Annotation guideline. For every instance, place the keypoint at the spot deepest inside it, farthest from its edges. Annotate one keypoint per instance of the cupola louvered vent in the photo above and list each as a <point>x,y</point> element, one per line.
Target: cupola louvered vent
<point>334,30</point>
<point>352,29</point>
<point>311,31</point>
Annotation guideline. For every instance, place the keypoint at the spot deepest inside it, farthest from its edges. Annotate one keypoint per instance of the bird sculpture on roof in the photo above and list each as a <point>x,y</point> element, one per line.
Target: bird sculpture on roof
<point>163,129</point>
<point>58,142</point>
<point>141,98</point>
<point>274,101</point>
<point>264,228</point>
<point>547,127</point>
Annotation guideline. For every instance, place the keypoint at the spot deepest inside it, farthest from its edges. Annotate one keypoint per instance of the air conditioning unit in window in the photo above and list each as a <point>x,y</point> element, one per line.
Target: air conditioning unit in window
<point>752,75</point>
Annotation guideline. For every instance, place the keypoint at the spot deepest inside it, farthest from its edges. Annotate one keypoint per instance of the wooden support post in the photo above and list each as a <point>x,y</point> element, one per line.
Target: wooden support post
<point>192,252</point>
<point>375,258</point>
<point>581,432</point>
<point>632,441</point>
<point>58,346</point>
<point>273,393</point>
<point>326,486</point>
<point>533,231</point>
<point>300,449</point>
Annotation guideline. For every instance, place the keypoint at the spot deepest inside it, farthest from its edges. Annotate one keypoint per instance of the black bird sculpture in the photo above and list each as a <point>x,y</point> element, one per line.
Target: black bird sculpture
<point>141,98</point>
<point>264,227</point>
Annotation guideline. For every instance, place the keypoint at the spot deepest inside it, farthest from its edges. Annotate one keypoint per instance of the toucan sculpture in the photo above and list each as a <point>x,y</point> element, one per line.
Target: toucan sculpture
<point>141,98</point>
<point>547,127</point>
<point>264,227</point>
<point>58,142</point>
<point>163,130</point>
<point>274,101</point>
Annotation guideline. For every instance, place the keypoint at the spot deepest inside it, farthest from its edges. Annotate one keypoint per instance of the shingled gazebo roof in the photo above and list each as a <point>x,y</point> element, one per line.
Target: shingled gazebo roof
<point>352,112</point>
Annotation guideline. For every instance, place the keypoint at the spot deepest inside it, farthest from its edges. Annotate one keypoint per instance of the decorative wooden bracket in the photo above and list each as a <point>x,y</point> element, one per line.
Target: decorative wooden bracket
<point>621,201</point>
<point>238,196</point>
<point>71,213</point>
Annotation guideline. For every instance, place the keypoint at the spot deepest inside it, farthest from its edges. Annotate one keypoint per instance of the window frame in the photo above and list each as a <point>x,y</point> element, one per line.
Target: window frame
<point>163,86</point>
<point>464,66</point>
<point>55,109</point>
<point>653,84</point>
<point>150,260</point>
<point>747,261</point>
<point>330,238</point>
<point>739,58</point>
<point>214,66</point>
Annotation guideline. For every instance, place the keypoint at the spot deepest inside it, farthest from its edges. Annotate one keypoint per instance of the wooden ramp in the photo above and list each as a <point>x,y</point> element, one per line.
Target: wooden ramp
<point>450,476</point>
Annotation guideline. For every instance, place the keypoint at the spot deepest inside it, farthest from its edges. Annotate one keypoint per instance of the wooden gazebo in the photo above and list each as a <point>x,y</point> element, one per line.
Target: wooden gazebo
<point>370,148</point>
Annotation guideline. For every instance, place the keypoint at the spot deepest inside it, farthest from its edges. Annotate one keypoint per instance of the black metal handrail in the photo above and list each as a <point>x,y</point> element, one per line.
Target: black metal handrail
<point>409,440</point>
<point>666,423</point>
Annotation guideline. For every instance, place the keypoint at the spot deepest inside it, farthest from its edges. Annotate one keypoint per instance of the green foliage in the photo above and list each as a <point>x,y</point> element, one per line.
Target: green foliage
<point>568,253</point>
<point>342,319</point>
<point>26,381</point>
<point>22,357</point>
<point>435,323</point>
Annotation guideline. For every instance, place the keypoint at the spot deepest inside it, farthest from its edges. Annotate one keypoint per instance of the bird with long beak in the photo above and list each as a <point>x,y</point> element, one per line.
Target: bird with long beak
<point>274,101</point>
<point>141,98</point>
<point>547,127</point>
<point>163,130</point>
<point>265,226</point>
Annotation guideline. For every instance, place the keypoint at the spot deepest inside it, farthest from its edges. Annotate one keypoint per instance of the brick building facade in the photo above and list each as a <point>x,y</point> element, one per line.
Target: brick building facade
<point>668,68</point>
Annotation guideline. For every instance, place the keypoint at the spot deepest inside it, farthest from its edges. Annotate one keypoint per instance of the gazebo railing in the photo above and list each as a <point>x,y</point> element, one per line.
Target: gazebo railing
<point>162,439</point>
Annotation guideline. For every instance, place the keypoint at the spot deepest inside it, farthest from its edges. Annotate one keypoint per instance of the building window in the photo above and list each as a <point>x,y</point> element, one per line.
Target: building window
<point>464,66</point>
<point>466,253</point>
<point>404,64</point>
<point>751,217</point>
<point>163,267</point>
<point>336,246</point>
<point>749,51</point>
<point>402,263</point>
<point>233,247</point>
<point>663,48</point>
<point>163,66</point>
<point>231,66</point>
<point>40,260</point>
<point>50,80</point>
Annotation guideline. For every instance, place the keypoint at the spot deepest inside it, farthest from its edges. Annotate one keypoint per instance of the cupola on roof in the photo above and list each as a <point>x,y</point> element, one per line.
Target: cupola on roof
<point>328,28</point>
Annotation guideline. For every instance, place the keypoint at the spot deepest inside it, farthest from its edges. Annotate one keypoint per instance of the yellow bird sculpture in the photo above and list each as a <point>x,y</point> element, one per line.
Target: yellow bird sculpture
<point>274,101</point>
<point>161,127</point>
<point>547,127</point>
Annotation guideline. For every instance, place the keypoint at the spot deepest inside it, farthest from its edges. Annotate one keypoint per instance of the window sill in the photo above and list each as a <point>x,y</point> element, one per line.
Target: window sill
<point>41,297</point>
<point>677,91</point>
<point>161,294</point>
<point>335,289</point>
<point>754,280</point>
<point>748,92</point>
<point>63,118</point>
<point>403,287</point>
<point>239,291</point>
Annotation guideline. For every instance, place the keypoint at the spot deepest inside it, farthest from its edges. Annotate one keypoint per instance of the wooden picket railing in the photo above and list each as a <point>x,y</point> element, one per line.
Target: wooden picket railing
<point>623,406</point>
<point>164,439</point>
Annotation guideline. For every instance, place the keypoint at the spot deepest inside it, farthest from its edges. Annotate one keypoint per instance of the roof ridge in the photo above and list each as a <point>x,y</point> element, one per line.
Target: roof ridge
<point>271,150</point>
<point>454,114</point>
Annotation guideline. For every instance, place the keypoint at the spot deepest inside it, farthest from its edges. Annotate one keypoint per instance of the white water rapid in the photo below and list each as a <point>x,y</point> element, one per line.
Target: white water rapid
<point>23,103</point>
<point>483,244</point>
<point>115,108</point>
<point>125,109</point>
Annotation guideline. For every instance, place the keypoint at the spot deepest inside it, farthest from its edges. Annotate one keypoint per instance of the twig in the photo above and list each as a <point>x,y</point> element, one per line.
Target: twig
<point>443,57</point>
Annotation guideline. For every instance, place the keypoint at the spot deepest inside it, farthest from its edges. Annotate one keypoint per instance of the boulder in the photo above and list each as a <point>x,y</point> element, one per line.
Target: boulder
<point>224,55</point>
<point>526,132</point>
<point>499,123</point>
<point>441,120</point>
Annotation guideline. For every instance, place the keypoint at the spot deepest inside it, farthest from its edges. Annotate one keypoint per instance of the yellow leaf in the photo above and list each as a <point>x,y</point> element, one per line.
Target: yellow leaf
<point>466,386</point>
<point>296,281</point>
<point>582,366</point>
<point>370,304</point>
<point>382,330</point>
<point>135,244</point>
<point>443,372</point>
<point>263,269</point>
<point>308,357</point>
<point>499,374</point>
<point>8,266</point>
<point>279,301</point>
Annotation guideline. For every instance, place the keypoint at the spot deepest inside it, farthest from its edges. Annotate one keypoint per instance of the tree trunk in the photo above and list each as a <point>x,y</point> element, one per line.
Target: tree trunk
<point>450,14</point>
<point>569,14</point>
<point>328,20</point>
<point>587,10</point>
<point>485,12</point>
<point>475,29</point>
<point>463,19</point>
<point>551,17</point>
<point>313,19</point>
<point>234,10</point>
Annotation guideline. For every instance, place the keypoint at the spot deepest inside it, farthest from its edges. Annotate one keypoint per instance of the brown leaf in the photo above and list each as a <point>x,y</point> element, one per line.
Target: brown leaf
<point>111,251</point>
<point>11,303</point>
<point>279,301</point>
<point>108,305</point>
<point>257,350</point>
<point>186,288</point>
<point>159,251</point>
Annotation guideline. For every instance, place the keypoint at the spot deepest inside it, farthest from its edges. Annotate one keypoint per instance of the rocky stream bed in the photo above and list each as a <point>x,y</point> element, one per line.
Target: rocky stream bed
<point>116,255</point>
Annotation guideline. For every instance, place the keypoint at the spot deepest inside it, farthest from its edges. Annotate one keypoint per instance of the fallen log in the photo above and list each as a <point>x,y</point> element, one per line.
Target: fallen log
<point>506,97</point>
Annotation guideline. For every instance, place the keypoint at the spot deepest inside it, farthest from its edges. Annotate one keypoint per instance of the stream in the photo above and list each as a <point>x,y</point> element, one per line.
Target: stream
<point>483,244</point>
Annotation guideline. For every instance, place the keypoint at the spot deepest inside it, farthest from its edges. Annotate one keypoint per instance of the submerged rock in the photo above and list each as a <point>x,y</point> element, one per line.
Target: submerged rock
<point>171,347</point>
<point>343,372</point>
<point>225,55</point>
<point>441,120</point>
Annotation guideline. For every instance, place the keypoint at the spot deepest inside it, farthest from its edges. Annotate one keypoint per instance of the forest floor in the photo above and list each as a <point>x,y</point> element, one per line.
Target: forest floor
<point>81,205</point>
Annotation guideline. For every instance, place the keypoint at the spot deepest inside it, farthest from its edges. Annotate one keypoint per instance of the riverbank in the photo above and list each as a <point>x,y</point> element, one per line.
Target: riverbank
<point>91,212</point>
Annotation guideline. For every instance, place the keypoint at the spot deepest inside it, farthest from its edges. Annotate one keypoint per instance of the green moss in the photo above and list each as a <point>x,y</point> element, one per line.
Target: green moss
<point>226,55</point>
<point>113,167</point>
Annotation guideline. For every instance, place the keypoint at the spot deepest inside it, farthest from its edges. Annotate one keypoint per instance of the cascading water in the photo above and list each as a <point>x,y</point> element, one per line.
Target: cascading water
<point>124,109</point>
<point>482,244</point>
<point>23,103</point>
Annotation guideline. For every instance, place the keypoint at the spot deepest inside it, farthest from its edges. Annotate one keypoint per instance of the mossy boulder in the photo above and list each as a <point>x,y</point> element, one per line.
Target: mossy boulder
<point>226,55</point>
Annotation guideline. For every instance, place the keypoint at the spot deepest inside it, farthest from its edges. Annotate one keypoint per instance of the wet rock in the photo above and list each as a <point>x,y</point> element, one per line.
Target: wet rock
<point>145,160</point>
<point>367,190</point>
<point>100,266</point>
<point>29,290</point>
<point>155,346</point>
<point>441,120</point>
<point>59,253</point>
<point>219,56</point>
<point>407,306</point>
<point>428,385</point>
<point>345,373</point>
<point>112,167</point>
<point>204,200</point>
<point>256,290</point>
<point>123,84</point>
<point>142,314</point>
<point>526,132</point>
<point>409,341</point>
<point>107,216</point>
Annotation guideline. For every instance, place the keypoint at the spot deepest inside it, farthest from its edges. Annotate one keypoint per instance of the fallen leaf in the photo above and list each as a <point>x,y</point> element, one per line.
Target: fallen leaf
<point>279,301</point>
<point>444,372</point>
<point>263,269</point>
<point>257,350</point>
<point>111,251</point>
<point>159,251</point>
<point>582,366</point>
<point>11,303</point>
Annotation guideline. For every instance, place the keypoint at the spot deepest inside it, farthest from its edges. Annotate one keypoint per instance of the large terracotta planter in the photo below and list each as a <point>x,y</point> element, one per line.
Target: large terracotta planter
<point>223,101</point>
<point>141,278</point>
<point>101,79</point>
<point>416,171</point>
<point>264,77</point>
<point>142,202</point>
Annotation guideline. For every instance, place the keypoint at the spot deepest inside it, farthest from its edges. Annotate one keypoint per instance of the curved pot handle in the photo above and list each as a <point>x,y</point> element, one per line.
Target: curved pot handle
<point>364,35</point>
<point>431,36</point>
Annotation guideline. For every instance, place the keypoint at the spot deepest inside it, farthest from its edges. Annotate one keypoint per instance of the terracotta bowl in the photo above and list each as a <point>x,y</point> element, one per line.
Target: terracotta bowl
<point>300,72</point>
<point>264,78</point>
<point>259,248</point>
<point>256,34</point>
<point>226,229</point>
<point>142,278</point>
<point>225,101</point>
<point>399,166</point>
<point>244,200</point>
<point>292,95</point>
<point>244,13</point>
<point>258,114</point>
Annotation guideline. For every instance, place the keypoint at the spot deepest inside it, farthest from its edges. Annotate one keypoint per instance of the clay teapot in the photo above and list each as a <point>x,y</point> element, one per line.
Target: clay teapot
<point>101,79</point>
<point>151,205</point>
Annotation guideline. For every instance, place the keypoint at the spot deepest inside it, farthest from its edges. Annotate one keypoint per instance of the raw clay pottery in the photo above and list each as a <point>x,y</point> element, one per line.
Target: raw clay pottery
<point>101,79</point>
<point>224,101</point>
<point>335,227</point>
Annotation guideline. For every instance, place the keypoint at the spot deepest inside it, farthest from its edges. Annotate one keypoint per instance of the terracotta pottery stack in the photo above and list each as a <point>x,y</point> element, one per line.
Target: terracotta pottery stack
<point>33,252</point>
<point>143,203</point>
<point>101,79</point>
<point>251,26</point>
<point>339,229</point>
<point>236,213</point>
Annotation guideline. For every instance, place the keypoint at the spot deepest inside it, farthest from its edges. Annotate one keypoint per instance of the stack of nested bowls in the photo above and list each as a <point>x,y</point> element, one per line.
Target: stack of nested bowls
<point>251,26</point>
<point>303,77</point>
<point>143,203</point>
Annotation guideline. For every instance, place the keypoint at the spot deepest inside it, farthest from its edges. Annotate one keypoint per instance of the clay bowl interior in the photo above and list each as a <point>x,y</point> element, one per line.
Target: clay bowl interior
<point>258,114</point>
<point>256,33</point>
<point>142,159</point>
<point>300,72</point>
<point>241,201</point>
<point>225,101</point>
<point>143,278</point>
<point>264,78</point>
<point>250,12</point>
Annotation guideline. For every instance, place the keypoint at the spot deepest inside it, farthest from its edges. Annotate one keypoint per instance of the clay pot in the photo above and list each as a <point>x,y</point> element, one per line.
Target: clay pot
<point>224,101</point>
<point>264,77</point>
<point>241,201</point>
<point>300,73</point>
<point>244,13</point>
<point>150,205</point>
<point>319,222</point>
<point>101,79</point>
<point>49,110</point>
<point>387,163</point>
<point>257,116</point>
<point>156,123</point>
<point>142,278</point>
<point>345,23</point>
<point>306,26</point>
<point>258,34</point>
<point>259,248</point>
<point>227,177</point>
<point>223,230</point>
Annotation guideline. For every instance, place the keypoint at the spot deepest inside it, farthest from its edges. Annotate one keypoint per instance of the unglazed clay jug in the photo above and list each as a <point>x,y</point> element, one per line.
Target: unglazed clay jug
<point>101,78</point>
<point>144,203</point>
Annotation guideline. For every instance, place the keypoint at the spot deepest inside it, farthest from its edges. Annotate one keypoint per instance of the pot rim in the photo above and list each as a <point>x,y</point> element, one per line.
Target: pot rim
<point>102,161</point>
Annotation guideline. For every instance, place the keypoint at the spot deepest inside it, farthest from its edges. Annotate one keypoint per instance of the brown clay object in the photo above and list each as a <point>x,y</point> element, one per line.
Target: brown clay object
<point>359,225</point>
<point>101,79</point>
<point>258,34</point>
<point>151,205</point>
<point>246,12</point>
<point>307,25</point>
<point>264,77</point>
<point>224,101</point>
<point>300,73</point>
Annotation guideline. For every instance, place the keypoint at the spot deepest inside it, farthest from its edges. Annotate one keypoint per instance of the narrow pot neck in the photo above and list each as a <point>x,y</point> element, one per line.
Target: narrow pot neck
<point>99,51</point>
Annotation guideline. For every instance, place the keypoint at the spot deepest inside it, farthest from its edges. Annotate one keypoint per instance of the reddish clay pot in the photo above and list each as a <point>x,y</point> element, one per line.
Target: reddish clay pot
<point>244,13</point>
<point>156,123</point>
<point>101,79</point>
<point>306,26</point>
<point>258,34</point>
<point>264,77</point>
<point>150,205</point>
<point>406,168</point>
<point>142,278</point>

-------

■ **Instruction**: Render the material above as a two-column CSV headed instruction and points, with one row per instruction and each field in quotation marks with its line breaks turned into spaces. Begin at the line that has "the window frame" and stop after the line that has "<point>450,476</point>", with both lines included.

■ **Solution to the problem**:
instruction,points
"Annotation guideline. For every instance, place the keypoint at the spot deepest inside it, farthest from its edges. Annotate one keypoint per instance of the window frame in the photo above and list each as a <point>x,y</point> element, one per line. Target: window frame","<point>163,86</point> <point>464,66</point> <point>55,109</point> <point>653,84</point> <point>150,260</point> <point>747,261</point> <point>330,238</point> <point>739,58</point> <point>214,66</point>"
"Annotation guideline. For every instance, place the keypoint at the spot deepest inside it, farthest from its edges. Annotate one keypoint per instance of the wooden ramp in the photo above and list each as a <point>x,y</point> element, one per line. Target: wooden ramp","<point>450,476</point>"